In the passage on Jimmy Nilsen, reproduce the section between "Nilsen later qualified" and "match test series.", inclusive, substituting "compatriot" for "countryman".

• **Reading passage**

###

Jimmy Nilsen (born 16 November 1966) is a former international motorcycle speedway rider from Sweden.

Career
Jimmy Nilsen was Swedish Champion in 1996 after finishing 3rd in 1994. Nilsen also rode in five World Finals as well as representing Sweden in Test Matches, World Pairs (best finish 2nd in 1989 with Per Jonsson) and World Team Cup (finishing 2nd in 1991, 1992 and 1998). He also helped Sweden to 3rd place in the 2001 World Cup Final in Wrocław, Poland.

After finishing second to Per Jonsson at the 1985 European (World) Under-21 Championship Final in Abensberg, West Germany, Nilsen impressed when as a 19-year he finished what would be a career best 4th in the 1986 World Final (his first World Final appearance) at the Silesian Stadium in Katowice, Poland, a placing he would repeat in the 2 day 1987 World Final at the Amsterdam Olympic Stadium in the Netherlands. He would appear in another three World Finals, finishing 5th in 1990 in Bradford, England (won by Jonsson), 5th in 1991 at Ullevi in Göteborg, and 7th in 1992 at the Olympic Stadium in Wrocław, Poland.

Nilsen later qualified for the Speedway Grand Prix in 1997, 1998, 1999, 2000 and 2001, finishing a career best 2nd in 1998 behind countryman Tony Rickardsson.

In 1990 after appearing in a "Rest of the World" team in a test against Australia at the North Arm Speedway in Adelaide, South Australia, Nilsen won the inaugural running of the Jack Young Memorial Cup named in honour of the Adelaide rider who had won the World Final in 1951 and 1952. A year later he returned to Australia as part of the touring Swedish team that defeated Australia 3-2 in a 5 match test series.

###

• **Extracted material**
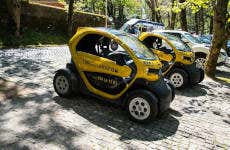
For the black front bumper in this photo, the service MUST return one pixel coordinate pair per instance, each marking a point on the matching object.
(163, 91)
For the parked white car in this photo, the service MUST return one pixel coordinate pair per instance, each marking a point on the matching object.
(201, 50)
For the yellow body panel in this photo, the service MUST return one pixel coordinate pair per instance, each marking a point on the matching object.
(167, 57)
(88, 62)
(91, 63)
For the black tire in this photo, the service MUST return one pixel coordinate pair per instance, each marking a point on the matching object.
(180, 83)
(200, 55)
(172, 88)
(64, 75)
(202, 75)
(152, 106)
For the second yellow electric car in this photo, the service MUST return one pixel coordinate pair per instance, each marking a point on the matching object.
(177, 58)
(115, 66)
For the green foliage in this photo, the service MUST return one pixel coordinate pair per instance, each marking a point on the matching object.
(132, 7)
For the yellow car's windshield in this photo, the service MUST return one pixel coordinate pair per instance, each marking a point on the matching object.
(139, 49)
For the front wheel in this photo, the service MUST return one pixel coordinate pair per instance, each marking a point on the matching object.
(142, 106)
(62, 83)
(179, 78)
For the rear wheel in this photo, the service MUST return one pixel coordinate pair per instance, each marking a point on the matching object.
(179, 78)
(142, 106)
(201, 75)
(62, 83)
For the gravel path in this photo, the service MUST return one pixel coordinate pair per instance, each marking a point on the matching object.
(32, 116)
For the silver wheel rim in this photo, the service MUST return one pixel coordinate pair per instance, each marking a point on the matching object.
(177, 79)
(62, 84)
(200, 62)
(139, 108)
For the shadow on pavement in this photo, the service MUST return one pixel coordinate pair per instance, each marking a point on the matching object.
(26, 121)
(194, 91)
(113, 119)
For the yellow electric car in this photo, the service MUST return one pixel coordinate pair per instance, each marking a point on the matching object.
(176, 56)
(115, 66)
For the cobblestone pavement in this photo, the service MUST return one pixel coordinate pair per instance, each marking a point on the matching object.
(32, 116)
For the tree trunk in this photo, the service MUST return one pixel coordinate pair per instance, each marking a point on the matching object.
(196, 23)
(121, 16)
(220, 19)
(14, 9)
(183, 19)
(173, 16)
(201, 20)
(211, 25)
(70, 16)
(152, 5)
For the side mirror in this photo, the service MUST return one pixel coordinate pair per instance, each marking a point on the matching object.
(166, 50)
(185, 40)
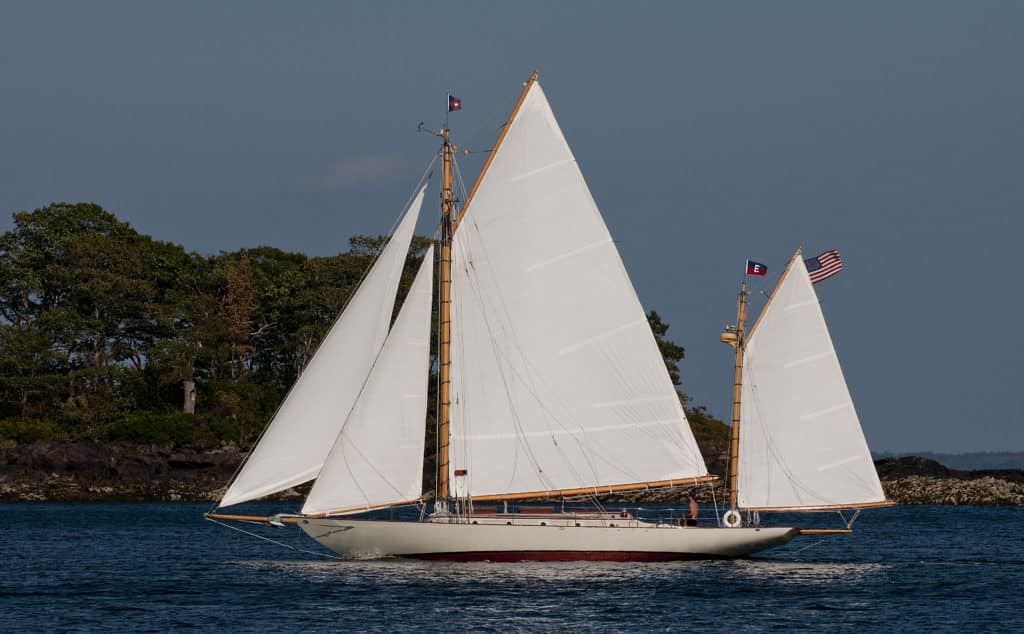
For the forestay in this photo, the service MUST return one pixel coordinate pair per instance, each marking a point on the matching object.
(557, 380)
(298, 438)
(800, 440)
(378, 457)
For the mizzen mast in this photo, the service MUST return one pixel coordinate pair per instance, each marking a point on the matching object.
(735, 336)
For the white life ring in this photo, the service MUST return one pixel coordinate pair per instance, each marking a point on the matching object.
(732, 519)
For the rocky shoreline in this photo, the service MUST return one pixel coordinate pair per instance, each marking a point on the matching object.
(46, 471)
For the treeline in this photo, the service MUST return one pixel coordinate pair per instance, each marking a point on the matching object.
(108, 334)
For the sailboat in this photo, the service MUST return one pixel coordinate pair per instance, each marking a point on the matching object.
(551, 386)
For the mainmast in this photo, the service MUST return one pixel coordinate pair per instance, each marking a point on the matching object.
(450, 220)
(444, 326)
(735, 336)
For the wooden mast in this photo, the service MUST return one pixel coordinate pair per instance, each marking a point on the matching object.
(444, 317)
(450, 221)
(736, 338)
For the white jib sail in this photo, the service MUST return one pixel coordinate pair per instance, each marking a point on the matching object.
(800, 440)
(378, 456)
(557, 380)
(299, 436)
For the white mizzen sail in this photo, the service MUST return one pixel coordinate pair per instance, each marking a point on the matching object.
(297, 440)
(557, 380)
(800, 440)
(378, 457)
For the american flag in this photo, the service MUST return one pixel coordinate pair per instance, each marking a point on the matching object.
(824, 265)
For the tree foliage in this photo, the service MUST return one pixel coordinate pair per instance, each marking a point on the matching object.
(103, 329)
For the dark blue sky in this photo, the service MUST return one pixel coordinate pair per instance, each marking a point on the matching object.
(709, 133)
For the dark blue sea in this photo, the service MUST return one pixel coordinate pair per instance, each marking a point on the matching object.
(153, 567)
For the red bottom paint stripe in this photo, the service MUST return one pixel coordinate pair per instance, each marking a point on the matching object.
(560, 555)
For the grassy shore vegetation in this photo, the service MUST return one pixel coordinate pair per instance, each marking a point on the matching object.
(110, 335)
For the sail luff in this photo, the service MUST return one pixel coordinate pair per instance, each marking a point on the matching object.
(377, 458)
(558, 381)
(494, 150)
(802, 446)
(299, 435)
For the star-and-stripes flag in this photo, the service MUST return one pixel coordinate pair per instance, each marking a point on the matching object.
(824, 265)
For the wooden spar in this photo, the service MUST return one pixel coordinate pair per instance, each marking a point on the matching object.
(444, 319)
(494, 151)
(450, 221)
(737, 377)
(823, 507)
(604, 489)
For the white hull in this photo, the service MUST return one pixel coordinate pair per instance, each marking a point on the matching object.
(497, 540)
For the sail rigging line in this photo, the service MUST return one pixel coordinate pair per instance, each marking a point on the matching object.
(586, 444)
(771, 447)
(420, 186)
(578, 434)
(473, 280)
(272, 541)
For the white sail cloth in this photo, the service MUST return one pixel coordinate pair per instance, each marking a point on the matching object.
(800, 439)
(557, 380)
(301, 433)
(378, 457)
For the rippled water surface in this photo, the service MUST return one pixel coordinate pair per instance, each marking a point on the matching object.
(128, 567)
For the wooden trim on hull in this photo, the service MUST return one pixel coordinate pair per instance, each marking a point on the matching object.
(827, 507)
(595, 491)
(364, 509)
(560, 555)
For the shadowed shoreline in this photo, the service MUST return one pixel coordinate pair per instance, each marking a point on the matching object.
(48, 471)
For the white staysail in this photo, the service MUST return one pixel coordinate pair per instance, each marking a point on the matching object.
(557, 381)
(801, 445)
(378, 457)
(297, 440)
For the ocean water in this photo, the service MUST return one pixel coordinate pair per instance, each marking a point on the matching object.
(154, 567)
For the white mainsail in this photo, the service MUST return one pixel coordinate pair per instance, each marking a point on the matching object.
(557, 380)
(801, 445)
(301, 433)
(378, 457)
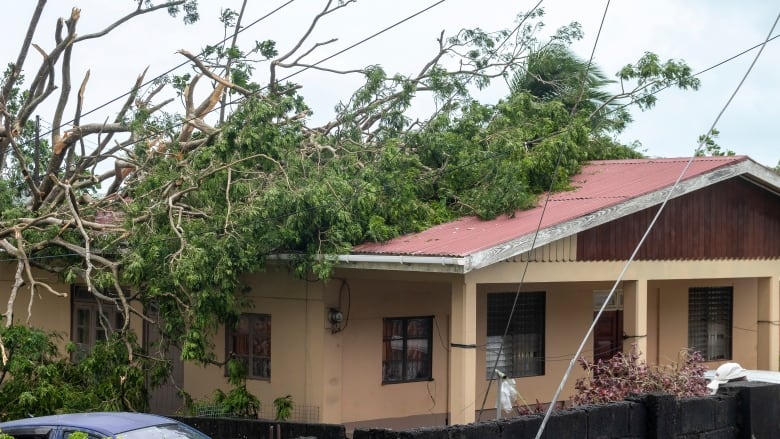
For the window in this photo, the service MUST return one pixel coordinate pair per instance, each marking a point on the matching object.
(406, 349)
(709, 321)
(92, 321)
(523, 347)
(250, 343)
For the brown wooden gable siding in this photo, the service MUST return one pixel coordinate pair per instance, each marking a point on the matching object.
(733, 219)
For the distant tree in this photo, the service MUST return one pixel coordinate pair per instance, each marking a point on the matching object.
(710, 148)
(171, 207)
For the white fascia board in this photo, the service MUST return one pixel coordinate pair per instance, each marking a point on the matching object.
(428, 264)
(747, 169)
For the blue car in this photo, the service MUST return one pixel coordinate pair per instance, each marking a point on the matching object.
(99, 426)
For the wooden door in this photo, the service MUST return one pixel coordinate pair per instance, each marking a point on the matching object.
(608, 335)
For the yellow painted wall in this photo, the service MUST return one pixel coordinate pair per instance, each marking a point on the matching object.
(568, 316)
(363, 396)
(673, 318)
(47, 310)
(297, 329)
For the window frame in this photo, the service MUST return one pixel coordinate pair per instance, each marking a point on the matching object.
(389, 338)
(252, 341)
(714, 315)
(82, 300)
(531, 306)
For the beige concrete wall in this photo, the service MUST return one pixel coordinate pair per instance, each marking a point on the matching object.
(46, 310)
(363, 396)
(672, 325)
(297, 330)
(568, 316)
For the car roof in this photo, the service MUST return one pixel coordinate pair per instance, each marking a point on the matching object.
(110, 423)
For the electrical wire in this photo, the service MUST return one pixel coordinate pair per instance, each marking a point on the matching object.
(173, 69)
(647, 233)
(363, 41)
(541, 215)
(436, 175)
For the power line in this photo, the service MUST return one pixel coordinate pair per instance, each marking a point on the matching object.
(647, 233)
(432, 176)
(171, 70)
(583, 84)
(241, 99)
(435, 175)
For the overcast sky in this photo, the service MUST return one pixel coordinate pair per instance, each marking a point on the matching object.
(702, 32)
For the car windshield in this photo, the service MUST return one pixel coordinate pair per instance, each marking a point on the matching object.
(168, 431)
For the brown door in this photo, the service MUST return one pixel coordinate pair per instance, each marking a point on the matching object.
(165, 399)
(608, 335)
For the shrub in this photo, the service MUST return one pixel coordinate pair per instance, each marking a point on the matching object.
(626, 374)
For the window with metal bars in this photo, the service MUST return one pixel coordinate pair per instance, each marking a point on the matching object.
(92, 321)
(522, 353)
(406, 350)
(709, 321)
(250, 343)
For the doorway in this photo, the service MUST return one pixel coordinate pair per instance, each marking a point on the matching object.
(608, 332)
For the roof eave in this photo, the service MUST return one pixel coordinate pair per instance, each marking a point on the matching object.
(525, 243)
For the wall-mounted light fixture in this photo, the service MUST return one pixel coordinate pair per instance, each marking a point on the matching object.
(335, 317)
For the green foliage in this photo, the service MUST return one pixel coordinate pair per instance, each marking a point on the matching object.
(625, 374)
(651, 76)
(199, 214)
(708, 146)
(37, 380)
(238, 402)
(283, 406)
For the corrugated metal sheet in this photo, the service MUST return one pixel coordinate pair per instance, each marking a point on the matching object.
(599, 185)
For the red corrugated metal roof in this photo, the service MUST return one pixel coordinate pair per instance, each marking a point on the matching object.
(599, 185)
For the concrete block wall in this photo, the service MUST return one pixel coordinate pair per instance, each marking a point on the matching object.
(742, 410)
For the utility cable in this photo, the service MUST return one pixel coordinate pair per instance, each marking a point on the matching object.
(435, 175)
(173, 69)
(363, 41)
(630, 260)
(541, 215)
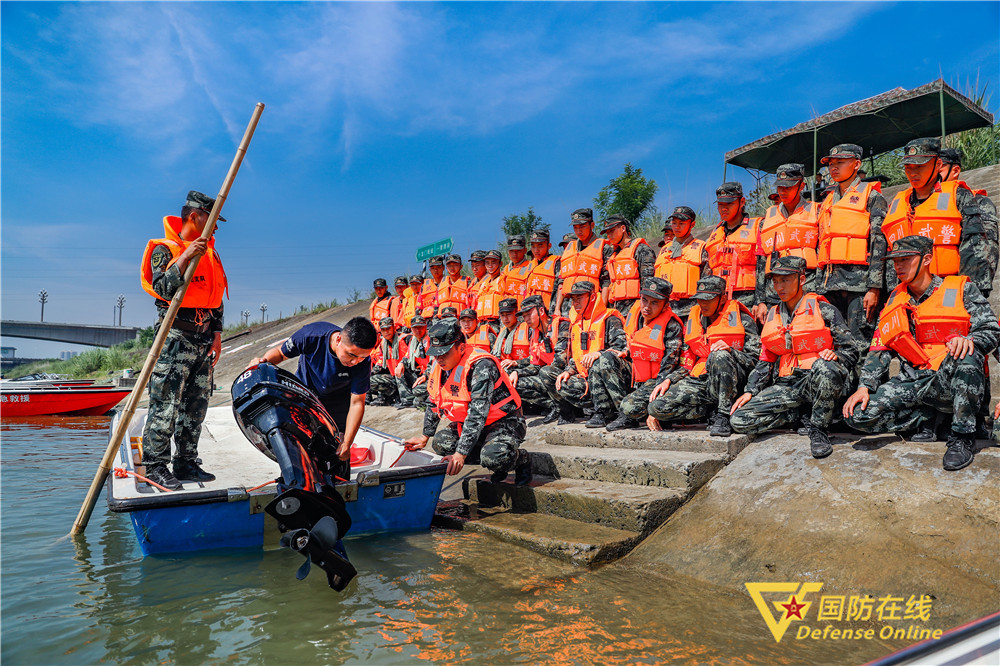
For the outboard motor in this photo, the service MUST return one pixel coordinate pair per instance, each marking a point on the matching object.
(288, 423)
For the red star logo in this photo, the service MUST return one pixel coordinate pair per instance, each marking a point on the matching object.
(793, 608)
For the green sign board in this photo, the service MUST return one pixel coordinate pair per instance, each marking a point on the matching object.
(434, 249)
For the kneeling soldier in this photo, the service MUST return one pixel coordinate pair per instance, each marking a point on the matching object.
(486, 424)
(941, 329)
(655, 338)
(722, 347)
(806, 342)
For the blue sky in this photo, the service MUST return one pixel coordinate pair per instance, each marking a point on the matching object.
(389, 126)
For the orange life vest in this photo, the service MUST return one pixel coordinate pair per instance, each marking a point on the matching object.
(684, 271)
(727, 326)
(795, 236)
(646, 346)
(734, 256)
(935, 321)
(451, 397)
(582, 266)
(542, 279)
(624, 270)
(808, 334)
(937, 218)
(453, 293)
(587, 335)
(209, 282)
(844, 226)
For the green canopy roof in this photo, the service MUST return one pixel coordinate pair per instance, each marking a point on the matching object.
(877, 124)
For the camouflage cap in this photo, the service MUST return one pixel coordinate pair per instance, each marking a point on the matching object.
(710, 287)
(921, 151)
(843, 151)
(682, 213)
(657, 288)
(531, 302)
(507, 305)
(444, 335)
(729, 192)
(789, 174)
(613, 221)
(787, 266)
(951, 156)
(909, 246)
(201, 202)
(515, 242)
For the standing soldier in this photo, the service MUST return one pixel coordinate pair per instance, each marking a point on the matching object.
(381, 305)
(789, 229)
(940, 330)
(454, 289)
(596, 369)
(548, 338)
(732, 246)
(683, 262)
(631, 264)
(583, 260)
(544, 276)
(806, 349)
(179, 385)
(722, 348)
(655, 350)
(486, 424)
(945, 212)
(851, 244)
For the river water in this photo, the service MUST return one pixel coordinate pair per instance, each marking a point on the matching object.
(439, 596)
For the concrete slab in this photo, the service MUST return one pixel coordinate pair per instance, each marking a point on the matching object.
(684, 470)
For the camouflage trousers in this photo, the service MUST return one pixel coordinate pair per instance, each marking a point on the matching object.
(497, 447)
(606, 385)
(695, 398)
(905, 402)
(778, 404)
(178, 399)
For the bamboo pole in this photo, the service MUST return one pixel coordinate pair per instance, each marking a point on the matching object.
(83, 517)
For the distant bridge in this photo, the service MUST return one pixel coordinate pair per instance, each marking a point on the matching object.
(77, 334)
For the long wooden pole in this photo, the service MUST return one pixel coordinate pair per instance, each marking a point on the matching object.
(87, 509)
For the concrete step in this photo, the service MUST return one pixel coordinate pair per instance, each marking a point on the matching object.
(624, 507)
(684, 438)
(565, 539)
(683, 470)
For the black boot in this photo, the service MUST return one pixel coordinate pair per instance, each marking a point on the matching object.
(959, 453)
(159, 474)
(819, 442)
(189, 470)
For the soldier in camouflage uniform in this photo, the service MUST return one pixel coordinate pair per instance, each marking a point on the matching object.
(526, 375)
(180, 383)
(727, 366)
(816, 374)
(853, 288)
(654, 313)
(599, 373)
(918, 390)
(486, 424)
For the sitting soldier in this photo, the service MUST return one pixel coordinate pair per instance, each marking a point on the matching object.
(806, 349)
(722, 347)
(941, 330)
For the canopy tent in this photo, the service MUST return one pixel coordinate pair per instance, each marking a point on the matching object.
(877, 124)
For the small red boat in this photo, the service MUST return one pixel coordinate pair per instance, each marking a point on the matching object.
(84, 400)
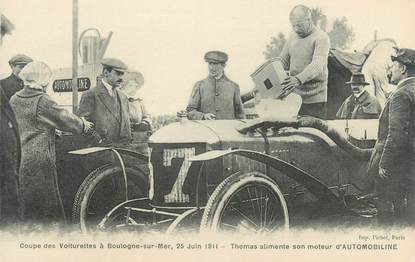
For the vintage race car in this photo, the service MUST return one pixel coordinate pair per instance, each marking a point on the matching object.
(256, 175)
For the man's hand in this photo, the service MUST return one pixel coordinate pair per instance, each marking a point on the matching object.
(288, 85)
(383, 173)
(87, 125)
(209, 116)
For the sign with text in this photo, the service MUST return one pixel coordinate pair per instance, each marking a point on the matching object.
(65, 85)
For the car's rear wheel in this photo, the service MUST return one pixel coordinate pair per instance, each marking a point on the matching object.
(102, 190)
(187, 222)
(246, 203)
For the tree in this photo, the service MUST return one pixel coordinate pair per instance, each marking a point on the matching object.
(275, 47)
(341, 34)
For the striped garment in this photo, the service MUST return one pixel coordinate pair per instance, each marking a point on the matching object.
(306, 58)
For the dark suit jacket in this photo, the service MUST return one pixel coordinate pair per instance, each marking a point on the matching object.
(395, 147)
(10, 153)
(399, 129)
(99, 107)
(11, 85)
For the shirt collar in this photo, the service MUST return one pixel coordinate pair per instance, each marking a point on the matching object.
(219, 76)
(107, 86)
(405, 80)
(360, 94)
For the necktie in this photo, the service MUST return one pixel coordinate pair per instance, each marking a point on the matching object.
(114, 93)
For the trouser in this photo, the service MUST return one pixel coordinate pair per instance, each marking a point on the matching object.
(391, 201)
(318, 110)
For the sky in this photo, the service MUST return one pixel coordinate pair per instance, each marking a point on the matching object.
(165, 40)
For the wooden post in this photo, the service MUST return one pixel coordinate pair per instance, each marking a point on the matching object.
(74, 56)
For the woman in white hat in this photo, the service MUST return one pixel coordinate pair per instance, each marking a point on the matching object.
(139, 117)
(38, 117)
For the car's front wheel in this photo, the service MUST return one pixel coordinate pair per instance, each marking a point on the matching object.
(246, 203)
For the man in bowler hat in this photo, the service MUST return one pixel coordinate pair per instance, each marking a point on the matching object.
(215, 97)
(360, 104)
(392, 162)
(13, 83)
(106, 106)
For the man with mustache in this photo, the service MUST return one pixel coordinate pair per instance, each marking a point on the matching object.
(13, 83)
(392, 163)
(360, 104)
(106, 106)
(215, 97)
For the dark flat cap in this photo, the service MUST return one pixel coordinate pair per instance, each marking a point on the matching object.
(216, 57)
(20, 59)
(405, 55)
(115, 64)
(357, 79)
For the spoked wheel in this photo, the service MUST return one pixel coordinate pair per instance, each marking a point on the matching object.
(187, 222)
(246, 203)
(123, 218)
(102, 190)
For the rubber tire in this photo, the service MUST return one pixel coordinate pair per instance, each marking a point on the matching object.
(90, 184)
(225, 190)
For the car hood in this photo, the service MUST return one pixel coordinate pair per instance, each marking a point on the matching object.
(198, 131)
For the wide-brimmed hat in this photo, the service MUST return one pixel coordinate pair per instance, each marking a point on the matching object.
(20, 59)
(115, 64)
(405, 56)
(357, 79)
(216, 57)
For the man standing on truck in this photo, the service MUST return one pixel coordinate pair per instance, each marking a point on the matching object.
(13, 83)
(215, 97)
(393, 158)
(305, 56)
(106, 106)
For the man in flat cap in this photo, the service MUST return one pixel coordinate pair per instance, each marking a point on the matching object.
(13, 83)
(305, 55)
(215, 97)
(106, 106)
(360, 104)
(393, 159)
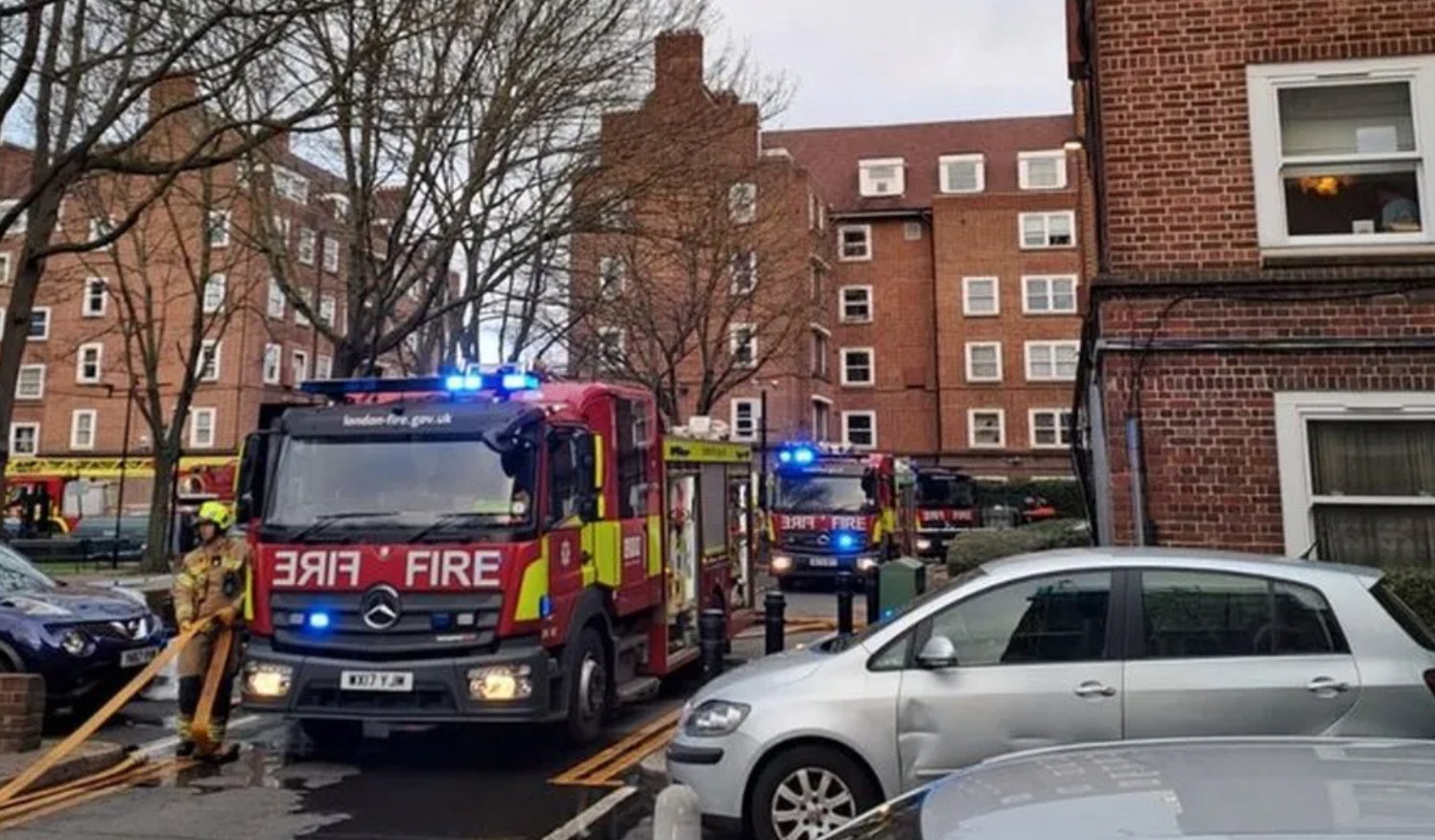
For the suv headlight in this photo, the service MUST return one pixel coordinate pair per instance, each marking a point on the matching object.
(714, 718)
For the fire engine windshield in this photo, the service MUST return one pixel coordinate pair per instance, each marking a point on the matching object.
(945, 492)
(421, 483)
(821, 493)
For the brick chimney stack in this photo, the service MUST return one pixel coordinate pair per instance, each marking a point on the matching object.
(679, 60)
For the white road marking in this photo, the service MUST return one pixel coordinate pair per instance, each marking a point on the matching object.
(578, 826)
(168, 744)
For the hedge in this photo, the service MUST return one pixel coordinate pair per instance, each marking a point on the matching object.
(977, 547)
(1065, 496)
(1415, 585)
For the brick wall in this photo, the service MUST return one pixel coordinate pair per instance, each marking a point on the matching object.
(22, 712)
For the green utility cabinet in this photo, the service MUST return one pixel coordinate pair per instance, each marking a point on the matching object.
(899, 582)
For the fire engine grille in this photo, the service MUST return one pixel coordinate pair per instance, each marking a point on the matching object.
(818, 541)
(428, 625)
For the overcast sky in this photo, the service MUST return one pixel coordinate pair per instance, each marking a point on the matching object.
(861, 62)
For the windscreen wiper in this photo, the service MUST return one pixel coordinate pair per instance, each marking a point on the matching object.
(324, 521)
(449, 519)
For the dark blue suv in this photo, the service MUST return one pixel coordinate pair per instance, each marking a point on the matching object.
(85, 641)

###

• **Result**
Nilsen later qualified for the Speedway Grand Prix in 1997, 1998, 1999, 2000 and 2001, finishing a career best 2nd in 1998 behind compatriot Tony Rickardsson.

In 1990 after appearing in a "Rest of the World" team in a test against Australia at the North Arm Speedway in Adelaide, South Australia, Nilsen won the inaugural running of the Jack Young Memorial Cup named in honour of the Adelaide rider who had won the World Final in 1951 and 1952. A year later he returned to Australia as part of the touring Swedish team that defeated Australia 3-2 in a 5 match test series.